>> begin
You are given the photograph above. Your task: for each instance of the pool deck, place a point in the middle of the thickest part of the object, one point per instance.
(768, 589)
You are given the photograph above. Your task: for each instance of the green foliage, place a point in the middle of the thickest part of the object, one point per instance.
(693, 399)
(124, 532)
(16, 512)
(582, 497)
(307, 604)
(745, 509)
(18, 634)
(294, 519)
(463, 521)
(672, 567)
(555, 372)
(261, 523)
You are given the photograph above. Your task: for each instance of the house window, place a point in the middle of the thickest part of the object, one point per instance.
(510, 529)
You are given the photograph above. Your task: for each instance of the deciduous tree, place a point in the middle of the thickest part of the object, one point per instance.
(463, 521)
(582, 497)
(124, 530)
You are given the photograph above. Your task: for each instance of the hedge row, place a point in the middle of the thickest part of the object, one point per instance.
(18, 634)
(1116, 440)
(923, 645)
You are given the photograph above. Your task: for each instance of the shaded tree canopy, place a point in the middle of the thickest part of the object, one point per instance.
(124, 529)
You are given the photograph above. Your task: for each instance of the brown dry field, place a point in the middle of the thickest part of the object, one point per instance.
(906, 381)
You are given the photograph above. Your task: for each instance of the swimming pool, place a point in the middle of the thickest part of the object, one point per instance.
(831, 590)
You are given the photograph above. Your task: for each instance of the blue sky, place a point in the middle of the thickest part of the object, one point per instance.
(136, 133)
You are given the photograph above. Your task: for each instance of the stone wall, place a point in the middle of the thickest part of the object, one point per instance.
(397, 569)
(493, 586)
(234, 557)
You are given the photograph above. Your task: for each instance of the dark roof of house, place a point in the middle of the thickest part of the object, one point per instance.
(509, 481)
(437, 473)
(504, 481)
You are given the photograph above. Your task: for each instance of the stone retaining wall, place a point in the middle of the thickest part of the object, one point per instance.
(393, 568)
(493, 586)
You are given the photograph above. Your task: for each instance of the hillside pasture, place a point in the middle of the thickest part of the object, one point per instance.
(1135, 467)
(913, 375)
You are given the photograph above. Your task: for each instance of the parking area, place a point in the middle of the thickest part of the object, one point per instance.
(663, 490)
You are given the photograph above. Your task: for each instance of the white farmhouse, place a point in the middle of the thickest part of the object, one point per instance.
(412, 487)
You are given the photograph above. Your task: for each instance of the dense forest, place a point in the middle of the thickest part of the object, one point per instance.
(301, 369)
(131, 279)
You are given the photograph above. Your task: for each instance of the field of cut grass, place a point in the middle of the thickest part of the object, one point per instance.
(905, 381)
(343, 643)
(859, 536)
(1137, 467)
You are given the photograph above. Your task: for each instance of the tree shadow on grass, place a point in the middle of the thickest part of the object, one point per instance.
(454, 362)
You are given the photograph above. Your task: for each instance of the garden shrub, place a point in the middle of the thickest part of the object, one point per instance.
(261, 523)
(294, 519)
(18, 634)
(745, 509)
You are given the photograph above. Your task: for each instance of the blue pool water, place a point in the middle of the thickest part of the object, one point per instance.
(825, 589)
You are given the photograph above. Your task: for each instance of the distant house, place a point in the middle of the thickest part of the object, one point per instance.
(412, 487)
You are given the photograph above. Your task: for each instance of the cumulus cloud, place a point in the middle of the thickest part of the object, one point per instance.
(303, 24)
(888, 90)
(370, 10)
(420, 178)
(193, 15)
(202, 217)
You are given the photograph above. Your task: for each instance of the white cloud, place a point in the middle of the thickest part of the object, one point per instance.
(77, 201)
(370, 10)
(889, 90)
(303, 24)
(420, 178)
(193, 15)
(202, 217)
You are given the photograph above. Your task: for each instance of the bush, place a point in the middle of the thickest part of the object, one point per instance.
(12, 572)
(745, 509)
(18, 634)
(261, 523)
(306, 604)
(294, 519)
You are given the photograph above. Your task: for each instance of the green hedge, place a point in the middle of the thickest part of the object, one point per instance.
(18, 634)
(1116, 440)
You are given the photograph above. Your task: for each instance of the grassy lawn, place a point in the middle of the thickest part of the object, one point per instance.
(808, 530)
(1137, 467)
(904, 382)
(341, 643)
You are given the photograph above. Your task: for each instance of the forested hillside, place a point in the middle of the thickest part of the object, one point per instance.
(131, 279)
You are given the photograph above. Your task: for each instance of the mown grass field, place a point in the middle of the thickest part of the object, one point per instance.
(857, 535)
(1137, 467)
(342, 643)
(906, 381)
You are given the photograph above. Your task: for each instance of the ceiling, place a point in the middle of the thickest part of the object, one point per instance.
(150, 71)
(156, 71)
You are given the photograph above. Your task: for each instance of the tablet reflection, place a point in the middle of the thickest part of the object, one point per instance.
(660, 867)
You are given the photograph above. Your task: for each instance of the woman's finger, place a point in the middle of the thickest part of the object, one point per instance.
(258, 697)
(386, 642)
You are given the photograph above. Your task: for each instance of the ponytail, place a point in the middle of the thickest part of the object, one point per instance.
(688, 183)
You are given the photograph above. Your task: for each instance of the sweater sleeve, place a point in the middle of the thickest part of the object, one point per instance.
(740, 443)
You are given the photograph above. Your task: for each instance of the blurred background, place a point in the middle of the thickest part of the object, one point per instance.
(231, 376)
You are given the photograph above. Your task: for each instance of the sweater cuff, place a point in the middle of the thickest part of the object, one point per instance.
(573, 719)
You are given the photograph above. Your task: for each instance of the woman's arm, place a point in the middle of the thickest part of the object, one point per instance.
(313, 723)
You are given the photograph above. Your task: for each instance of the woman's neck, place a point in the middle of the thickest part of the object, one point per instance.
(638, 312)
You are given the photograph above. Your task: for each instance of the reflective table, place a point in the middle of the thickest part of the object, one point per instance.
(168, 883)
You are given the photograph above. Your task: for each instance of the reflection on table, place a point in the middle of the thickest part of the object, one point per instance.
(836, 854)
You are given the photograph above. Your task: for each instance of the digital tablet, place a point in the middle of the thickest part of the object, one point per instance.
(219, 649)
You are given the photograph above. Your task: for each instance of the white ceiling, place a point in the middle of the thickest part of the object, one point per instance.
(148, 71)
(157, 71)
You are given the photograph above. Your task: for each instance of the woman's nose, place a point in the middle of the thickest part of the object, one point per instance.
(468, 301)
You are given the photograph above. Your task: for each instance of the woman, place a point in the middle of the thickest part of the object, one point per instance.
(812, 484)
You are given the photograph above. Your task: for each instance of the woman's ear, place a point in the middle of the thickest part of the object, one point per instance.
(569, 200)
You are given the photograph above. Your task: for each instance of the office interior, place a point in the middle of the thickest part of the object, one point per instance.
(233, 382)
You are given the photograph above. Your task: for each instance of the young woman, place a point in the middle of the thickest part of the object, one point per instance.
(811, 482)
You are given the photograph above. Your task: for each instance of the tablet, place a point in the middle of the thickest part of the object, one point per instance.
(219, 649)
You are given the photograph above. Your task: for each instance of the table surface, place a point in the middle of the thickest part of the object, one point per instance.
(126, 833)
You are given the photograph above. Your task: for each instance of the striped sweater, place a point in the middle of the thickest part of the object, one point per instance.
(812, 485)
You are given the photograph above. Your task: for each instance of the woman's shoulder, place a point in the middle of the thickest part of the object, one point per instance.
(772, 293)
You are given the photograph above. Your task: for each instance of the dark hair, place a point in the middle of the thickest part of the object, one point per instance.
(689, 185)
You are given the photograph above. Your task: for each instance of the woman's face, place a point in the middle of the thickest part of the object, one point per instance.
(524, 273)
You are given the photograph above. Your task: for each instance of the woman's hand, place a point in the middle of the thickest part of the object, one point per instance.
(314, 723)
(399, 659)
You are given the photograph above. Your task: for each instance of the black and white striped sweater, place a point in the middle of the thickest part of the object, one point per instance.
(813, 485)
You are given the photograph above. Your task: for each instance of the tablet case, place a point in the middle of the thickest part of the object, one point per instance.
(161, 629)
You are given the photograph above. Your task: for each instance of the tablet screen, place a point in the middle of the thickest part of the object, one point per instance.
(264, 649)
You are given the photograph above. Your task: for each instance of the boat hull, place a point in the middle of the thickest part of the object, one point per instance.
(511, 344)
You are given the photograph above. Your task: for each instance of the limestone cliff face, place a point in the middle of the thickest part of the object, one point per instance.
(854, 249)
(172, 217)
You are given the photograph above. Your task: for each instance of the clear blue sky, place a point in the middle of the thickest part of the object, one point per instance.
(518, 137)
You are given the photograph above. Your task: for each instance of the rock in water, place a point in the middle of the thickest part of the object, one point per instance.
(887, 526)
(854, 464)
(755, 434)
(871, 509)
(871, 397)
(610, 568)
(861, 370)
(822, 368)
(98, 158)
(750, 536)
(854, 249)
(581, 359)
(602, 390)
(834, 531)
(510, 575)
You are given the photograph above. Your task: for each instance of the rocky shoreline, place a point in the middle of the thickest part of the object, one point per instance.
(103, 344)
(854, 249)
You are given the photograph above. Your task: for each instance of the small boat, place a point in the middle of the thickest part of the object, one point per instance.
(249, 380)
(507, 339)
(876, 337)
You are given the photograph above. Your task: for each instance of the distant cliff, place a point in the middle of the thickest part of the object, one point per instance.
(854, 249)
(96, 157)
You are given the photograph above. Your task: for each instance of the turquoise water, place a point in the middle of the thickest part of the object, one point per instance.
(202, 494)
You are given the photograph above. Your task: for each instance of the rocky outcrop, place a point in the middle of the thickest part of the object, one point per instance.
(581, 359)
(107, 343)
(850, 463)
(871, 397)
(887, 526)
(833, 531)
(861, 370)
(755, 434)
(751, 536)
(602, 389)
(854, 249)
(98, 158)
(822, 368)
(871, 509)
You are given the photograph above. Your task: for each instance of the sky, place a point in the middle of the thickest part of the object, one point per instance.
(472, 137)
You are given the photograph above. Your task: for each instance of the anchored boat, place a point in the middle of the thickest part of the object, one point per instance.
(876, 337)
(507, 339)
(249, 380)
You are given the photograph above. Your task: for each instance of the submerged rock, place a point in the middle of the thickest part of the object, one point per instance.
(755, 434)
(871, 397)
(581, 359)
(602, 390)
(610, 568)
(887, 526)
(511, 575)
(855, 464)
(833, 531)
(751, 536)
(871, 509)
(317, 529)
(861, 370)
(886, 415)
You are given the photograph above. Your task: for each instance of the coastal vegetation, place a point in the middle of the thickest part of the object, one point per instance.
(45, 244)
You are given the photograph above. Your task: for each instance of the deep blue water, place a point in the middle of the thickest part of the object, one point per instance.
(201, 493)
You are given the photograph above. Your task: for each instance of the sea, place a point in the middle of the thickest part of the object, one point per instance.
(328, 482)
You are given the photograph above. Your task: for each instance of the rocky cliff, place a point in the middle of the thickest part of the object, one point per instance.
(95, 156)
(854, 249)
>> end
STATED EXERCISE:
Repeat the line containing "distant cliff, place" and all subsequent lines through the final line of the data, exactly and with no others.

SOLUTION FOR THIS PROBLEM:
You are given the photograph above. Your task: for each instance of the distant cliff, place a point in the middle of the thickest part of the object, one point per instance.
(854, 249)
(96, 157)
You are given the photograph above. Your task: for each instance of the turquoise water, place a point in the middle of the thickest part of the object, one point per instance.
(202, 494)
You are given the photograph above. Your task: for each instance of the rocky outcrop, place a point in the middle of the thickest part of the object, one point per instance.
(581, 359)
(107, 343)
(850, 463)
(871, 397)
(887, 526)
(833, 531)
(861, 370)
(755, 434)
(751, 536)
(602, 389)
(854, 249)
(98, 158)
(822, 368)
(871, 509)
You are given the photograph above. Your task: for each instance of the sky, place a point in the middle of the thickest part of the object, one point per instance.
(472, 137)
You are given the photograph above. Your task: for each instance of the anchored boat, place a point in the middle of the thickest part of the object, one point per instance.
(876, 337)
(507, 339)
(249, 380)
You are given the photograph above. Your task: for each instance of the submerged rock, place a point in the middle of the thickest part of the object, one point per instance.
(755, 434)
(871, 397)
(581, 359)
(602, 390)
(610, 568)
(887, 526)
(511, 575)
(855, 464)
(833, 531)
(751, 536)
(871, 509)
(317, 529)
(861, 370)
(886, 415)
You are given the photograph above. Your task: for each instance of the coastal vegetation, place a point in the middle of the thickest part of the object, one point per instance.
(45, 244)
You are given the photograph above. Your task: for each instance of the deep blue water, place a point in the middle of the thickest part of the object, one point per instance.
(201, 493)
You are given the photograph above. Your task: for each instance of the sea, place a point in the middle of the thickest part of the object, one point per instance.
(328, 482)
You are given the photograph above. Your task: for each instance of the rocky cliff, place a point in the middle of the thickest part of the object, one point per instance.
(95, 156)
(854, 249)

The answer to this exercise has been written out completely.